Tareas:
A - Enumera todos los fragmentos del texto sobre la digresión en Javier Marías que aparecen entre paréntesis o entre comillas.
B - Transcribe literalmente el texto sobre la digresión en Javier Marías, comenzando en "Las frases recorren" y terminando en "de la sintaxis.".
C - Según el texto sobre la digresión en Javier Marías, ¿qué exige la forma de construir la frase que el autor ha "inventado" para su prosa?
+++ Extracto del documento
El arte de la digresión

Nada le gusta tanto a Javier Marías como la digresión. Cultiva esta técnica literaria -que no casualmente ha sido empleada por algunos de los británicos e irlandeses más insignes con fervor; un estilo que se utiliza unas veces para mostrar al personaje desde dentro (precisamente en el interior de la psiqué) más que desde fuera y otras veces para darle espacio a su escepticismo esencial y a su valoración pesimista de absolutamente todo.

Lo posible, la variación, son tan importantes para este autor como el hecho mismo, del que a priori desconfía. Y por tanto, ha "inventado" para su estilo de prosa una forma de construir la frase complicada y cambiante que exige una buena dosis de concentración.

Las frases recorren un camino que a veces transcurre a través de media o tres cuarto de página, cambiando de repente de dirección, yendo a parar a un punto o a dos, o a una pausa pasajera, imponiendole a alguna un ritardando (la mayor parte de las veces mediante un paréntesis) que comenta o relativiza una afirmación hecha anteriormente, para acabar finalmente anclando en un medio espacial y temporalmente cambiante. El arte de la digresión -y Javier Marías lo sabe muy bien- es ante todo el arte de la sintaxis.
++++++
+++ Datos para examinar
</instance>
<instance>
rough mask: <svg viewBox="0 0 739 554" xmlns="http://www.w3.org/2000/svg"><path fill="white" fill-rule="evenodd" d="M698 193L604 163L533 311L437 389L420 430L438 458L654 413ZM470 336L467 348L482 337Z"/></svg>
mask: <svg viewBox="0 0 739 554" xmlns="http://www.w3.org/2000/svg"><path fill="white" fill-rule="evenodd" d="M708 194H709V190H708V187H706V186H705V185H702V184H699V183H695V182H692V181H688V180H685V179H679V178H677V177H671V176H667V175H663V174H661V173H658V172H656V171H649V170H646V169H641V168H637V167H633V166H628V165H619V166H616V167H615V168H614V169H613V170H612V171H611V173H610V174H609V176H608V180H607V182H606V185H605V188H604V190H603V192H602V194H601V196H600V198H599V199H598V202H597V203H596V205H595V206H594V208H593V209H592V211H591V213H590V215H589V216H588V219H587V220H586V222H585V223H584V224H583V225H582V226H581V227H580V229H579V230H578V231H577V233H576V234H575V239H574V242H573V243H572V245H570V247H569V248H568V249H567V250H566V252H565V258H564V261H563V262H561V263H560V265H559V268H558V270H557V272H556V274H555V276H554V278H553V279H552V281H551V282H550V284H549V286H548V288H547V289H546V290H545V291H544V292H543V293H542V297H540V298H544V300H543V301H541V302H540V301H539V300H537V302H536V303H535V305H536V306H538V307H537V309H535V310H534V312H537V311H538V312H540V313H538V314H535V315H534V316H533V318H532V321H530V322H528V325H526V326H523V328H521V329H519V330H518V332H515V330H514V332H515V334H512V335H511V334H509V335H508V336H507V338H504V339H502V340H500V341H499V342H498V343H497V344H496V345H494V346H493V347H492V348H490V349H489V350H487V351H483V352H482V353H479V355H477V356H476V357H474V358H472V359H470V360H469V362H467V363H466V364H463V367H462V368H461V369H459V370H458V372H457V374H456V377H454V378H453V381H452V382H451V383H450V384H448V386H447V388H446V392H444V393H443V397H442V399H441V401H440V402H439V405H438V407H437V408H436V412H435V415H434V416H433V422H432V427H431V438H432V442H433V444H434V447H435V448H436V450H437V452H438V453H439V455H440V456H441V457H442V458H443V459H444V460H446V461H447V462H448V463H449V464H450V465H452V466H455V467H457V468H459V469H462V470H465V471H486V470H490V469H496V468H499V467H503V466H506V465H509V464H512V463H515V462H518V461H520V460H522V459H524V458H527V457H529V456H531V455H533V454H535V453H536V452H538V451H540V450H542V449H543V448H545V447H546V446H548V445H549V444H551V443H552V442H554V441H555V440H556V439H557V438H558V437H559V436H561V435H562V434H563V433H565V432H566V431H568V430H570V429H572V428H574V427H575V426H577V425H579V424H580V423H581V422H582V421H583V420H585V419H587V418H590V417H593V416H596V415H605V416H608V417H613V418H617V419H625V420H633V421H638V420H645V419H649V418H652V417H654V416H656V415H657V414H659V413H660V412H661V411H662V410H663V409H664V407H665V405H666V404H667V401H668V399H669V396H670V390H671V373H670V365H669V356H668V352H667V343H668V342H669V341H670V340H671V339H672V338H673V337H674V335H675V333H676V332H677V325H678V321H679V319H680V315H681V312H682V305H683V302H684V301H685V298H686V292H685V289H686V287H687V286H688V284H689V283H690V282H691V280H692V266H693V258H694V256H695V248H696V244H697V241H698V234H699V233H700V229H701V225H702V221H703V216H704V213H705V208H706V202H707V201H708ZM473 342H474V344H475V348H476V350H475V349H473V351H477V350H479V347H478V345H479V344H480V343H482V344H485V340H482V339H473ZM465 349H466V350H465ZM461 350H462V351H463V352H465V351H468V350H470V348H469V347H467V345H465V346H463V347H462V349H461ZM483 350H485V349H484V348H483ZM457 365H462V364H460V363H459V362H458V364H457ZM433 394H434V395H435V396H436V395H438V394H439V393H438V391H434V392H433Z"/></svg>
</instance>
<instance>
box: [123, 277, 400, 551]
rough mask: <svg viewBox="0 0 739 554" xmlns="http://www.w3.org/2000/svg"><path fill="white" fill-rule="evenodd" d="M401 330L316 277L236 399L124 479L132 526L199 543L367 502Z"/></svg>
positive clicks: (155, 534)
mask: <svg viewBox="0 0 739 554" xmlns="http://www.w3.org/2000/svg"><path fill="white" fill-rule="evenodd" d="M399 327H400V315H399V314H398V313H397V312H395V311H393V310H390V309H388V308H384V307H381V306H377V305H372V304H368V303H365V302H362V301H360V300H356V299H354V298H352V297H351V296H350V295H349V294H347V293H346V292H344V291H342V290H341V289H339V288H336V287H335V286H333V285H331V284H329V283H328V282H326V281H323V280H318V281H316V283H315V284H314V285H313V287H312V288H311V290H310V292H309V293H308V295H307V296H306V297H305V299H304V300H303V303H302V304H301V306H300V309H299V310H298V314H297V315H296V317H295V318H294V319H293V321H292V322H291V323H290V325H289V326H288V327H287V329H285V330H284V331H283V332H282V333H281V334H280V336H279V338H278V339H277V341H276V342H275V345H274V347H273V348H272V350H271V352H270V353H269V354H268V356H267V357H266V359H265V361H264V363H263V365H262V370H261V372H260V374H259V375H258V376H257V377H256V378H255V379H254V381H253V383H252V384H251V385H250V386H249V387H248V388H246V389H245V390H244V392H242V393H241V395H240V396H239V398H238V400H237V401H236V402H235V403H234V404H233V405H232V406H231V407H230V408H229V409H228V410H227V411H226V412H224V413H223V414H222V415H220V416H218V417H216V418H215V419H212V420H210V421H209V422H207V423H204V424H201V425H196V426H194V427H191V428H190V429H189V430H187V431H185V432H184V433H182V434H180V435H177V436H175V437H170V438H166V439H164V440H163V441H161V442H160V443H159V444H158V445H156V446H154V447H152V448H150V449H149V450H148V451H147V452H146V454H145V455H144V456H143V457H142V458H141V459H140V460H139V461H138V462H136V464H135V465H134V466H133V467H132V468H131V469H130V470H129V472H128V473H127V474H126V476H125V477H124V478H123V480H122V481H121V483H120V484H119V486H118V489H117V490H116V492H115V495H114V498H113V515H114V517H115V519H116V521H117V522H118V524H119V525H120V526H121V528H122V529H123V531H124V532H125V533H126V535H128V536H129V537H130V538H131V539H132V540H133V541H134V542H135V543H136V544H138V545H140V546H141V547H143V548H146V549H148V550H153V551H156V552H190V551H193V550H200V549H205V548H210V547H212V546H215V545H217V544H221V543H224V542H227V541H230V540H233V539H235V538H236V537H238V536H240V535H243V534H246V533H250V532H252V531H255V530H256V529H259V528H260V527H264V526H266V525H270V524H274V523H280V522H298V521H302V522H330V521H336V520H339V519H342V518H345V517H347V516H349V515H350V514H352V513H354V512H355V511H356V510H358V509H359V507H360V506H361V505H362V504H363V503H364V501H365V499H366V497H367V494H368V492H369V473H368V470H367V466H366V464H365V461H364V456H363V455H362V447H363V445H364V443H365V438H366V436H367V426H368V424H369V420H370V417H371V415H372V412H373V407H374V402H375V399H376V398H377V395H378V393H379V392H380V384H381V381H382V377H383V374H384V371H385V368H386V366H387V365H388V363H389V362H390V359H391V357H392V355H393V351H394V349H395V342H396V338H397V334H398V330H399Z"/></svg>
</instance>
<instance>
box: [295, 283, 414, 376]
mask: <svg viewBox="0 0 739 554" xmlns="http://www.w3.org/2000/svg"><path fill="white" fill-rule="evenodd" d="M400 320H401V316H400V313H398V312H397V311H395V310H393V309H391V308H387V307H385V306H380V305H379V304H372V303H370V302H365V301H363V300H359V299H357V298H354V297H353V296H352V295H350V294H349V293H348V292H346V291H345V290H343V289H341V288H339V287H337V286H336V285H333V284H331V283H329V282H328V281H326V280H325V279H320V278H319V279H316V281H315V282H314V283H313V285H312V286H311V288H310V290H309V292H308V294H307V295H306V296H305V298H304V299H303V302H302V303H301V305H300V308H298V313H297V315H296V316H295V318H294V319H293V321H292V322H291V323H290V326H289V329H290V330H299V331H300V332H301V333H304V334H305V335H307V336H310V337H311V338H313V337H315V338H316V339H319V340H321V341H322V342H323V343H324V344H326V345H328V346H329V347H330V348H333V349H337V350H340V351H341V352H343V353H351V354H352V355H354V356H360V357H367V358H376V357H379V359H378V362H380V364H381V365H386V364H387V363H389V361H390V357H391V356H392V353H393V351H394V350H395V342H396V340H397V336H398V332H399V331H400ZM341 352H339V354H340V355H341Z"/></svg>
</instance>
++++++
Resultados por orden:
A -
- precisamente en el interior de la psiqué
- la mayor parte de las veces mediante un paréntesis
- inventado

B -
Las frases recorren un camino que a veces transcurre a través de media o tres cuarto de página, cambiando de repente de dirección, yendo a parar a un punto o a dos, o a una pausa pasajera, imponiendole a alguna un ritardando (la mayor parte de las veces mediante un paréntesis) que comenta o relativiza una afirmación hecha anteriormente, para acabar finalmente anclando en un medio espacial y temporalmente cambiante. El arte de la digresión -y Javier Marías lo sabe muy bien- es ante todo el arte de la sintaxis.

C - Una buena dosis de concentración.